**Data from a source**

>> START

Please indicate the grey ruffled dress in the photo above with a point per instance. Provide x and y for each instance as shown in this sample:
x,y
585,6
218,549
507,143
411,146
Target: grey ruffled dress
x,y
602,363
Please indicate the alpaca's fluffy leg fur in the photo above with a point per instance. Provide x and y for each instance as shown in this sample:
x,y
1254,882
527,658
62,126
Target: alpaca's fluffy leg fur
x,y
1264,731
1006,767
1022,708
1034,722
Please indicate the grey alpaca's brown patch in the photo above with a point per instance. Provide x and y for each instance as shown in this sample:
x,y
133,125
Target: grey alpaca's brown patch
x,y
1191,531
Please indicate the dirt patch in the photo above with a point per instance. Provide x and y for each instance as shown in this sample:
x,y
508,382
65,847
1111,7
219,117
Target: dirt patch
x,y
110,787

>> END

**The request**
Update the data above by replacing every "indicate" with "mark" and keeping everything else the same.

**Complete response**
Please mark the grey ruffled dress in the photo above with a point per instance. Provide x and y for each instance as shown in this sample:
x,y
585,6
218,549
507,143
411,146
Target: grey ruffled dress
x,y
602,363
Please mark the alpaca's fluffy leg fur in the photo above with a point per instance. Provide x and y for each instance as shown in this sample:
x,y
1254,882
527,658
62,126
Target: alpaca's fluffy leg fur
x,y
1264,731
1006,767
1022,708
1034,722
Please mark the grey alpaca's brown patch in the photo above with a point per instance. Provide x and y for each instance as shown in this sample:
x,y
133,125
Target: grey alpaca's brown patch
x,y
1191,531
Please mark the dirt patch in the photo above with a point per instance. Provide x and y for each instance as shown in this sample:
x,y
508,382
65,847
1111,7
219,117
Target: dirt patch
x,y
110,787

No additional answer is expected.